══ Available data
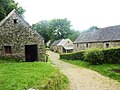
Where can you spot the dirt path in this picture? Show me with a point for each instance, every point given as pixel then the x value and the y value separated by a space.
pixel 84 79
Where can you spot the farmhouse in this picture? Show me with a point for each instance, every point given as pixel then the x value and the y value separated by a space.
pixel 62 46
pixel 102 38
pixel 18 40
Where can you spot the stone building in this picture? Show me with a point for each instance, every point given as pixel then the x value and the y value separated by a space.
pixel 62 46
pixel 102 38
pixel 18 40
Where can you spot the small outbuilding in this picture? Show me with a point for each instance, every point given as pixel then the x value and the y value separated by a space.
pixel 102 38
pixel 62 46
pixel 18 40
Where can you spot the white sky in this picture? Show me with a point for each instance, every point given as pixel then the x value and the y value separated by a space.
pixel 82 13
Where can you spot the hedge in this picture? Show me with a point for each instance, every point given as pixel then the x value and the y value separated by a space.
pixel 73 56
pixel 96 56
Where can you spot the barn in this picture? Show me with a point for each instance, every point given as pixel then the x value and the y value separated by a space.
pixel 107 37
pixel 18 40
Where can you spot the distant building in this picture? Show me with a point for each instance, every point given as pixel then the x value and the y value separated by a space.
pixel 62 46
pixel 18 40
pixel 102 38
pixel 48 43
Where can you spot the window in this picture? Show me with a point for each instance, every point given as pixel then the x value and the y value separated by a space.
pixel 7 49
pixel 15 21
pixel 77 45
pixel 86 45
pixel 107 45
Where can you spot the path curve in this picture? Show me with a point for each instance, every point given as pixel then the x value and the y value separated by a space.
pixel 82 78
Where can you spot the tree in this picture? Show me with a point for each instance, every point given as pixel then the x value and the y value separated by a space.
pixel 55 29
pixel 91 29
pixel 6 6
pixel 60 28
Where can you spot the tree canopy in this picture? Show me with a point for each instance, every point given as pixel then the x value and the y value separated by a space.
pixel 6 6
pixel 55 29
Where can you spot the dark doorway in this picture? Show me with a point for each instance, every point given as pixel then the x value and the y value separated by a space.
pixel 31 53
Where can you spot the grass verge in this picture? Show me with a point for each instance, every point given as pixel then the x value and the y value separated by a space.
pixel 105 69
pixel 25 75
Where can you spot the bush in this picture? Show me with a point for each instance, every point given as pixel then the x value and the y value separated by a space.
pixel 73 56
pixel 112 55
pixel 96 56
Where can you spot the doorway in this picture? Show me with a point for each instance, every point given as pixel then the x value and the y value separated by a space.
pixel 31 53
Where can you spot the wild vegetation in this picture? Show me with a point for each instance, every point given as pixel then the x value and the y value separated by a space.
pixel 56 29
pixel 22 75
pixel 6 6
pixel 96 56
pixel 109 70
pixel 104 61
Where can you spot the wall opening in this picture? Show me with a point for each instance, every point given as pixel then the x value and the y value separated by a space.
pixel 31 53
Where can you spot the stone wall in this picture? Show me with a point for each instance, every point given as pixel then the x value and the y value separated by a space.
pixel 17 35
pixel 99 45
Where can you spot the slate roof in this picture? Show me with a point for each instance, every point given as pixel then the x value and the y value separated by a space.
pixel 62 42
pixel 10 14
pixel 56 42
pixel 101 35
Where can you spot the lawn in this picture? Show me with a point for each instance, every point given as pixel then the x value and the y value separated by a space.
pixel 25 75
pixel 106 69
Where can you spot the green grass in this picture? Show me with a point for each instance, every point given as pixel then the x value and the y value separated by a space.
pixel 106 69
pixel 25 75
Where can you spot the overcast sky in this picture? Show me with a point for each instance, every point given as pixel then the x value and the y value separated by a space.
pixel 82 13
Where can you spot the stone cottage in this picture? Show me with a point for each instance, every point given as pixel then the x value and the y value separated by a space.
pixel 18 40
pixel 62 46
pixel 102 38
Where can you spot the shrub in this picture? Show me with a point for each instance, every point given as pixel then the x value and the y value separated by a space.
pixel 94 56
pixel 73 56
pixel 112 55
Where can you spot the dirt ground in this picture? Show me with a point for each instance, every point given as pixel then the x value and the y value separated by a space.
pixel 82 78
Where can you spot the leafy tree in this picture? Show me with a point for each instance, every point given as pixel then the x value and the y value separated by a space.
pixel 60 28
pixel 91 29
pixel 6 6
pixel 55 29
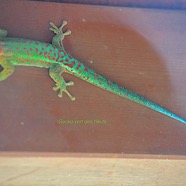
════
All that is needed is the span from the line with "Where can you spot the leafy" through the last line of the material above, reproduced exactly and free of pictures.

# Task output
Where can you spot the leafy tree in this picture? Show me with a point for each instance, every point given as pixel then the x value and the y value separated by a space.
pixel 60 28
pixel 91 29
pixel 6 6
pixel 55 29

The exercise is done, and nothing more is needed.